DOCUMENT SEGMENT:
The dance was on a Friday. Over the weekend, my relationship with Lewis ballooned in my mind into an epic and sprawling love story. I recounted over and over to my friends, twisting the phone cord in my fingers, the moment he gave me the roses. “And that’s when I realized,” I said breathlessly, as if accepting an award, “that it was me all along.” I interpreted the sighs from the other end of the call as swooning, but maybe they were just exasperated. I sat in my room and imagined what it would be like when we finally kissed, something I hadn’t done yet with anyone. I wrote our names together over and over again: inside hearts, in cursive, my first name with his last name—the works. I took sex scenes from the Stephen King stories I loved, like The Mist and It, and tried to shoehorn me and Lewis into them, stripping away all the killer clowns and inter-dimensional monsters. I stared at the roses he gave me, dutifully arranged in a vase by my mother, who seemed bemused by the whole situation.

I was so excited to finally have a real romance of my own. I couldn’t wait to have someone wait for me after class and walk me to the bus. I couldn’t wait to be important. I poured every ounce of energy I could muster into being in love with this guy whom just 24 hours earlier I rarely even thought about.

I should also point out that I didn’t speak to him at all during this weekend. We had each other’s phone numbers, but to me, speaking was unnecessary. Our love was too deep for that.

I woke up Monday morning ready to start my new life as an Official Girlfriend. I chose my outfit carefully—I wanted to look dreamy and fun and easygoing, which obviously meant twisting a neon zebra-striped bandana into a belt for my denim skirt. My heart was pounding as I walked into homeroom. Lewis was already there, sitting at his desk, leaning forward to talk to the kid in front of him, like the super-cool guy he was. He glanced up at me, and instead of throwing myself into his arms, I decided to play it cool by simply grinning at him and waggling my fingers casually. Lewis’s mouth twisted into a half-smile as he turned away from me and started a conversation with they guy behind him. He’s just shy, I told myself. My smile still frozen on my face, I made my way to my own desk, a few rows away from Lewis’s. I hadn’t even sat down when his best friend sidled up to me and said, dispassionately, “Lewis doesn’t like you anymore.”

Pointing dataset excerpts:
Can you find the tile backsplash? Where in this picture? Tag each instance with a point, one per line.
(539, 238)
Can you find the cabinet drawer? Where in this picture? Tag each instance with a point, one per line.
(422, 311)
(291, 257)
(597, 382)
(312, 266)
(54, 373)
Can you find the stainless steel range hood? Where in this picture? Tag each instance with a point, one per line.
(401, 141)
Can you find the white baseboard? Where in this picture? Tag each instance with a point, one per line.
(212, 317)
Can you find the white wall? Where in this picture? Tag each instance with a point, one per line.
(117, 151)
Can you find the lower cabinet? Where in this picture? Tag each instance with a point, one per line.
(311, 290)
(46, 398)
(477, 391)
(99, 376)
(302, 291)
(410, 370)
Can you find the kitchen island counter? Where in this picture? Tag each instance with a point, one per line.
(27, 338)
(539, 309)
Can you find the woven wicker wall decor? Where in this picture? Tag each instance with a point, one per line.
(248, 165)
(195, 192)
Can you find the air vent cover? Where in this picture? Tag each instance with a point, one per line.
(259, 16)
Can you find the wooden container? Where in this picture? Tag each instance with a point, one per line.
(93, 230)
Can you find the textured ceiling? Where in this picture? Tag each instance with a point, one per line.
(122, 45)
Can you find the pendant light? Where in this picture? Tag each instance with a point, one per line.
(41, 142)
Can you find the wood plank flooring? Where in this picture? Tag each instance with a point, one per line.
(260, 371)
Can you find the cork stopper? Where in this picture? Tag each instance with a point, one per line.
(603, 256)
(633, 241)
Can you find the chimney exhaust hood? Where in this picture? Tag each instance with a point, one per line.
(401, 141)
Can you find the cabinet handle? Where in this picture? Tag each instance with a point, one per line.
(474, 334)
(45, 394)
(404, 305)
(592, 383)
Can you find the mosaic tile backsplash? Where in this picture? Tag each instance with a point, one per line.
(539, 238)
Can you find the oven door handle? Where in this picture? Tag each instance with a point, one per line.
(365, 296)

REQUIRED WORK:
(1) In the passage about the school dance, name every quality the narrator wanted her Monday outfit to convey.
(2) In the passage about the school dance, who arranged Lewis's roses in a vase?

COMPLETE ANSWERS:
(1) Dreamy, fun, easygoing

(2) The narrator's mother.